STATED GOAL —
Without including any pictures, write out all the entries exactly.

GIVEN RECORDS —
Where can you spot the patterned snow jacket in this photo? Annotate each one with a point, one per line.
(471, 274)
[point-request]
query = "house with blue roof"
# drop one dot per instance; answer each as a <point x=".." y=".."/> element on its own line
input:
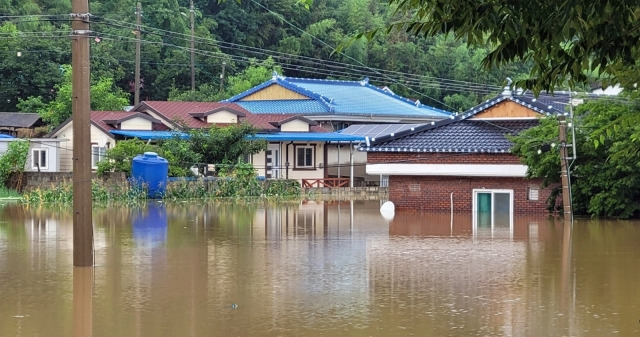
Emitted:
<point x="464" y="163"/>
<point x="297" y="147"/>
<point x="335" y="105"/>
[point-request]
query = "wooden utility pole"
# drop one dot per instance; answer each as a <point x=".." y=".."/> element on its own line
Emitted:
<point x="564" y="167"/>
<point x="136" y="95"/>
<point x="193" y="57"/>
<point x="224" y="64"/>
<point x="81" y="109"/>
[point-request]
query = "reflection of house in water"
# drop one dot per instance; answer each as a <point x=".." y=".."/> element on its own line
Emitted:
<point x="316" y="218"/>
<point x="150" y="225"/>
<point x="431" y="264"/>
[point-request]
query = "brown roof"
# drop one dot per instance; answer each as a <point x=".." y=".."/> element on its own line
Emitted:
<point x="187" y="113"/>
<point x="20" y="119"/>
<point x="105" y="120"/>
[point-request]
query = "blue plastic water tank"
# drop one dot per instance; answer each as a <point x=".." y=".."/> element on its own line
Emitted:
<point x="150" y="171"/>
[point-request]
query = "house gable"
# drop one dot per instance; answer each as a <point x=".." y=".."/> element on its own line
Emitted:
<point x="222" y="117"/>
<point x="295" y="125"/>
<point x="507" y="109"/>
<point x="274" y="92"/>
<point x="136" y="124"/>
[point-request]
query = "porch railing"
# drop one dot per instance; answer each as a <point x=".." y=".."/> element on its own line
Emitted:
<point x="326" y="182"/>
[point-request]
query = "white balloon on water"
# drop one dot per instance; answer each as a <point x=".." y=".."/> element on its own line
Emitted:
<point x="388" y="210"/>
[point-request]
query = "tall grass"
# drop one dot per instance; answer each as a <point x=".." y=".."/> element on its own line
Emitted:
<point x="9" y="193"/>
<point x="226" y="187"/>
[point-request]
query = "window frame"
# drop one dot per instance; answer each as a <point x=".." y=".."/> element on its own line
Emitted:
<point x="42" y="153"/>
<point x="306" y="166"/>
<point x="94" y="165"/>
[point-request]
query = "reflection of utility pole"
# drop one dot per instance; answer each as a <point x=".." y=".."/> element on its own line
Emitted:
<point x="136" y="95"/>
<point x="222" y="75"/>
<point x="81" y="109"/>
<point x="193" y="67"/>
<point x="564" y="155"/>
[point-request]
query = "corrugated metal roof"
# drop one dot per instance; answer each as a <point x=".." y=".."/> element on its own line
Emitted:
<point x="377" y="130"/>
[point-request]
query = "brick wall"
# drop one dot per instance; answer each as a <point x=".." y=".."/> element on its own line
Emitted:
<point x="441" y="158"/>
<point x="434" y="193"/>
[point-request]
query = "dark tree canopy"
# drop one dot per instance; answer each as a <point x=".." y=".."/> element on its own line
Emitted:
<point x="568" y="41"/>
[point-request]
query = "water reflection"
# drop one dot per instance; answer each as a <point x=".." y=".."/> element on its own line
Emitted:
<point x="82" y="301"/>
<point x="150" y="225"/>
<point x="314" y="268"/>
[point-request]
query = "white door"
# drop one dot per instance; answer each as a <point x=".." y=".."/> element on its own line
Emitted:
<point x="273" y="161"/>
<point x="493" y="211"/>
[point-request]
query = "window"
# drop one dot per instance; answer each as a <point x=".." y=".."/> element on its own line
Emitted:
<point x="98" y="153"/>
<point x="532" y="193"/>
<point x="304" y="156"/>
<point x="39" y="159"/>
<point x="493" y="210"/>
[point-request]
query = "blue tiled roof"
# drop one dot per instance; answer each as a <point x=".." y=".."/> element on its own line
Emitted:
<point x="461" y="133"/>
<point x="309" y="136"/>
<point x="346" y="98"/>
<point x="276" y="136"/>
<point x="292" y="106"/>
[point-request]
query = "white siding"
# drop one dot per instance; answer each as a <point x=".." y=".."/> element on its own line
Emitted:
<point x="222" y="117"/>
<point x="66" y="148"/>
<point x="49" y="145"/>
<point x="342" y="157"/>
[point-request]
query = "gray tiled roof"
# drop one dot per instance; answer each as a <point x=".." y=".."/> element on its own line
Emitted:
<point x="462" y="133"/>
<point x="462" y="136"/>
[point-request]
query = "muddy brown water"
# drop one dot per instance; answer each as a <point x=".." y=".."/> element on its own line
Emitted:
<point x="315" y="269"/>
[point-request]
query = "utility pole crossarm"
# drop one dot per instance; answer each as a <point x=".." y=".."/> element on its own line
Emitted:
<point x="136" y="95"/>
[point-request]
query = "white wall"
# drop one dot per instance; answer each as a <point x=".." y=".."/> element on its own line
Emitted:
<point x="295" y="126"/>
<point x="222" y="117"/>
<point x="136" y="124"/>
<point x="66" y="148"/>
<point x="51" y="146"/>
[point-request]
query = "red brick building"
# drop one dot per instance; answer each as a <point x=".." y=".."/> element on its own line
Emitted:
<point x="464" y="164"/>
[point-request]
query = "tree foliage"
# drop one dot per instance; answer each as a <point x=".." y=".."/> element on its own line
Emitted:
<point x="104" y="96"/>
<point x="244" y="35"/>
<point x="566" y="41"/>
<point x="605" y="177"/>
<point x="225" y="144"/>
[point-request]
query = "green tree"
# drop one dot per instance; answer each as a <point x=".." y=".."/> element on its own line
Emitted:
<point x="566" y="41"/>
<point x="225" y="145"/>
<point x="605" y="177"/>
<point x="104" y="96"/>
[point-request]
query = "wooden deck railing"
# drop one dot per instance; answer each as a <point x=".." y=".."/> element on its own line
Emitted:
<point x="326" y="182"/>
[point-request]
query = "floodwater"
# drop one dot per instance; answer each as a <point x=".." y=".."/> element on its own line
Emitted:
<point x="315" y="269"/>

OUTPUT BELOW —
Where can you spot the patterned snow jacket in this photo? Annotate each one with a point, one per line.
(471, 274)
[point-request]
query = "house with blue roof"
# drop one dot per instance; answer each as a <point x=".." y=".."/> element on its own line
input:
Emitted:
<point x="464" y="163"/>
<point x="297" y="147"/>
<point x="335" y="105"/>
[point-request]
query = "wooden utility pole"
# drop one dot per instance; answer each as a <point x=".." y=".."/> element on its own line
Emitted:
<point x="564" y="167"/>
<point x="136" y="95"/>
<point x="193" y="57"/>
<point x="224" y="64"/>
<point x="81" y="109"/>
[point-request]
query = "reflection of house in water"
# drop one dot per instance; answer each as a <point x=".." y=".."/> element on its own line
Emitted:
<point x="316" y="218"/>
<point x="150" y="225"/>
<point x="431" y="264"/>
[point-request]
query = "brown roof"
# drop one dot per instance; answer each as a <point x=".." y=".."/> element on its own line
Emitted:
<point x="187" y="113"/>
<point x="20" y="119"/>
<point x="105" y="120"/>
[point-request]
query = "blue plastic water tank"
# drop one dot per instance; answer each as a <point x=".." y=".."/> element on its own line
Emitted:
<point x="150" y="171"/>
[point-request]
query = "house gable"
# drop one dot per instance; answer each as a <point x=".." y=".."/> element on its own line
Emitted:
<point x="222" y="117"/>
<point x="295" y="125"/>
<point x="507" y="109"/>
<point x="274" y="92"/>
<point x="136" y="124"/>
[point-request]
query = "porch railing"
# drop one dot per instance; answer each as a <point x=".." y=".."/> element on its own line
Emitted:
<point x="326" y="182"/>
[point-request]
query = "white balloon on water"
# drop one dot per instance; answer each as a <point x=".." y=".."/> element on its own line
Emitted:
<point x="388" y="210"/>
[point-request]
query = "tall grass"
# drop one dot per instance; answer each as a <point x=".." y=".."/> element on its own line
Emitted:
<point x="9" y="193"/>
<point x="226" y="187"/>
[point-request]
query = "window frame"
# drop one dot per instance; answer each as a <point x=".." y=".."/> element on its own line
Emitted:
<point x="42" y="153"/>
<point x="306" y="166"/>
<point x="94" y="165"/>
[point-request]
query = "reflection of utility pole"
# drop one dot per instance; answer each as a <point x=".." y=".."/> element on its own line
Emitted:
<point x="136" y="95"/>
<point x="222" y="75"/>
<point x="81" y="109"/>
<point x="193" y="67"/>
<point x="564" y="155"/>
[point-request]
query = "corrugated metal roof"
# drop one dot per instance; answer each as a <point x=".." y=".."/> element on its own line
Emitted:
<point x="377" y="130"/>
[point-request]
query = "brick wall"
# drop one dot per instance; answer each as a <point x=".." y=".."/> element on its own line
Emitted:
<point x="441" y="158"/>
<point x="434" y="193"/>
[point-request]
query = "dark tree canopy"
# drop one dot per instance; answer each as a <point x=".." y=".."/> element on its own line
Emitted:
<point x="568" y="41"/>
[point-request]
query = "water reflection"
# drop one dot per instance; answer each as a <point x=".." y=".."/> element on its own line
Emitted:
<point x="82" y="301"/>
<point x="150" y="225"/>
<point x="314" y="268"/>
[point-request]
query = "white door"
# drop one dot per instance; answer each as a <point x=".." y=".."/> element on its own line
Emitted:
<point x="273" y="161"/>
<point x="493" y="211"/>
[point-request]
query = "window"
# drop one dot per instance; answer each as a <point x=".." y=".."/> element on its own line
Emitted:
<point x="98" y="153"/>
<point x="532" y="193"/>
<point x="304" y="156"/>
<point x="39" y="159"/>
<point x="493" y="210"/>
[point-request]
query = "blue tiled roof"
# drop one dot per instance; answer each as a <point x=".." y=".."/> element on its own line
Emitted:
<point x="461" y="133"/>
<point x="309" y="136"/>
<point x="346" y="98"/>
<point x="276" y="136"/>
<point x="292" y="106"/>
[point-request]
query = "white siding"
# drop one dot per instance; answer each as a <point x=".." y=".."/> element on its own line
Emitted:
<point x="222" y="117"/>
<point x="66" y="148"/>
<point x="49" y="145"/>
<point x="342" y="157"/>
[point-request]
query = "gray tiled roof"
# drop one dot per instance; answer each as a <point x=".." y=".."/> element on its own line
Emitted:
<point x="462" y="133"/>
<point x="462" y="136"/>
[point-request]
query = "muddy brown water"
# drop one dot per instance; answer each as a <point x=".." y=".."/> element on its own line
Emitted:
<point x="315" y="269"/>
[point-request]
query = "utility pole crossarm"
# drop one dot per instance; answer each as a <point x=".." y=".."/> element on its own line
Emitted:
<point x="136" y="95"/>
[point-request]
query = "white wall"
# drop one dot per instance; answer each as a <point x=".." y=".."/> element on its own line
Emitted:
<point x="295" y="126"/>
<point x="222" y="117"/>
<point x="136" y="124"/>
<point x="66" y="148"/>
<point x="51" y="146"/>
[point-request]
query = "red brick building"
# drop one dot per instance; answer each as a <point x=".." y=".."/> element on its own line
Emitted:
<point x="464" y="164"/>
[point-request]
query = "tree foliage"
# drop one dot per instance; answer each as a <point x=".." y=".."/> element on its own line
Emitted:
<point x="104" y="96"/>
<point x="244" y="35"/>
<point x="566" y="41"/>
<point x="605" y="177"/>
<point x="225" y="144"/>
[point-request]
query = "green tree"
# drop one dot per instance; answer each as a <point x=".." y=".."/> element on its own line
Emitted:
<point x="566" y="41"/>
<point x="225" y="145"/>
<point x="605" y="177"/>
<point x="104" y="96"/>
[point-request]
query = "wooden deck railing"
# drop one dot per instance; answer each as a <point x=".." y=".."/> element on its own line
Emitted:
<point x="326" y="182"/>
[point-request]
query = "floodwater"
# drop one dot per instance; answer each as a <point x=".." y=".."/> element on its own line
Emitted:
<point x="315" y="269"/>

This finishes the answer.